» Metin alıntısı:
╔══

Cins bilinciğini kardeşi ile kurduğu bağ ile tanıdığını ve anlamlandırdığını kaydeden Fadik Yazar, bir kadının kadınla dayanışması ve kadın bilincinin önemli bir adım olduğunu sözlerine ekliyor. Fadik Yazar, “Meselenin politik boyutunu bilmeden bu bilince ulaştım. Ben ve kardeşim birbirimizle dayanışarak, kendi ayaklarımızın üstünde durduk ve birlikte işe başladık. Ama burada da hem baba hem de eş buna izin vermiyordu. Çünkü kadınların kendi ayakları üzerinde durması, onlar için bir tehditti. Tehdit olduğu için de taş koymaya başladılar. Daha sonra bu olanları kendim kırdım. Bir gazetede iş ilanı buldum. Gittim işe başladım. Kendi ayaklarımın üzerinde durdum. Dışarıdaki dünyayı tanıdım. Başka bir dünyanın olduğunu gördüm, başka bir şeyler yapmanın mümkün olduğunu keşfettikçe biraz daha güçlenerek yol kat ettim. Eşimle boşanmadan önce de meselenin o olmadığını, bu meselenin bir sistem sorunu olduğunu fark ettim” diye belirtiyor. 
 
Kardeşlik ilkesi
 
Fadik Yazar sözlerine şöyle devam ediyor: “Çocuklarımı büyütmek, onlara sahip çıkmak ve topluma kazandırmak için bir mücadele verdim. Gezi Direnişi’nden sonra, kadınların bir araya gelerek mücadele etmesi gerektiğini keşfettim. Gezi olaylarından sonra mahallede kadın dayanışmasını kurmaya karar verdik. Birkaç kadın arkadaşla birlikte örgütlendik ve mücadele alanına girmem bu şekilde başladı. Tabii ki bunun temelinde, babamın anneme uyguladığı şiddete çocukluktan beri tanık olmam ve bir şey yapamamam yatıyordu. Bu yüzden, bu sorunların nedenlerini araştırmaya başladım. Bundan dolayı, hayata daha güçlü tutunma gerekçem oluştu. Ben örgütlü mücadeleye her geçen gün daha da bağlandım ve inancım giderek büyüdü.

╚══

» Görev 1: Fadik Yazar'ın anlatımını aktaran yukarıdaki metinden "Kardeşlik ilkesi" ile başlayıp "inancım giderek büyüdü." dahil olmak üzere oraya kadar süren bölümü aynen yazın.

» Kaynak kayıtlar:
╔══

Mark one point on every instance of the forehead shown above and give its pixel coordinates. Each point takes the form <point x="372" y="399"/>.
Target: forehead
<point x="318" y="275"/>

╚══
╔══

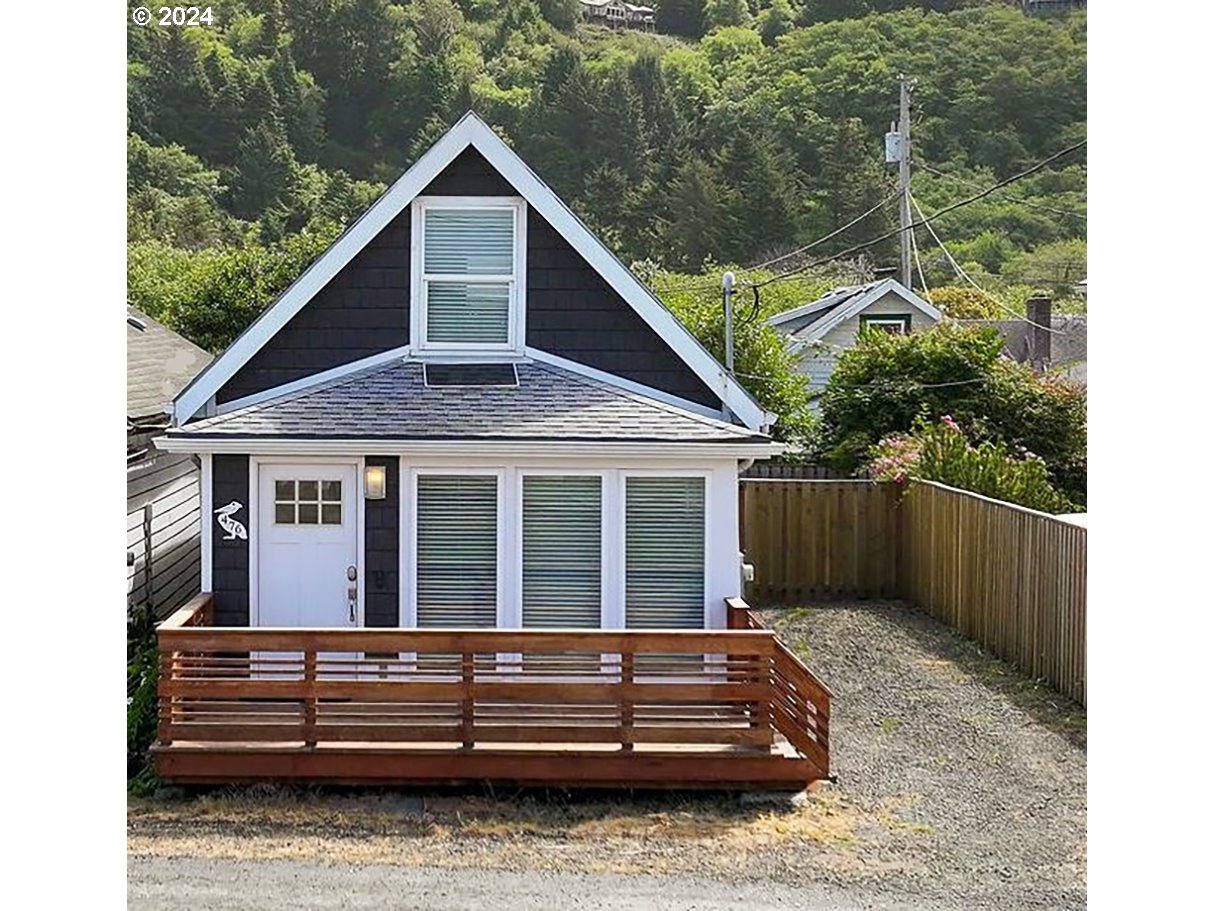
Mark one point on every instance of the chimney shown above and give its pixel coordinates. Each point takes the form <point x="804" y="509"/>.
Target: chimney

╚══

» Görev 2: Kayıtlarda "shown" sözcüğünü içeren her satırı döndürün.

» Tam yanıt 1:
Kardeşlik ilkesi
 
Fadik Yazar sözlerine şöyle devam ediyor: “Çocuklarımı büyütmek, onlara sahip çıkmak ve topluma kazandırmak için bir mücadele verdim. Gezi Direnişi’nden sonra, kadınların bir araya gelerek mücadele etmesi gerektiğini keşfettim. Gezi olaylarından sonra mahallede kadın dayanışmasını kurmaya karar verdik. Birkaç kadın arkadaşla birlikte örgütlendik ve mücadele alanına girmem bu şekilde başladı. Tabii ki bunun temelinde, babamın anneme uyguladığı şiddete çocukluktan beri tanık olmam ve bir şey yapamamam yatıyordu. Bu yüzden, bu sorunların nedenlerini araştırmaya başladım. Bundan dolayı, hayata daha güçlü tutunma gerekçem oluştu. Ben örgütlü mücadeleye her geçen gün daha da bağlandım ve inancım giderek büyüdü.

» Tam yanıt 2:
Mark one point on every instance of the forehead shown above and give its pixel coordinates. Each point takes the form <point x="372" y="399"/>.
Mark one point on every instance of the chimney shown above and give its pixel coordinates. Each point takes the form <point x="804" y="509"/>.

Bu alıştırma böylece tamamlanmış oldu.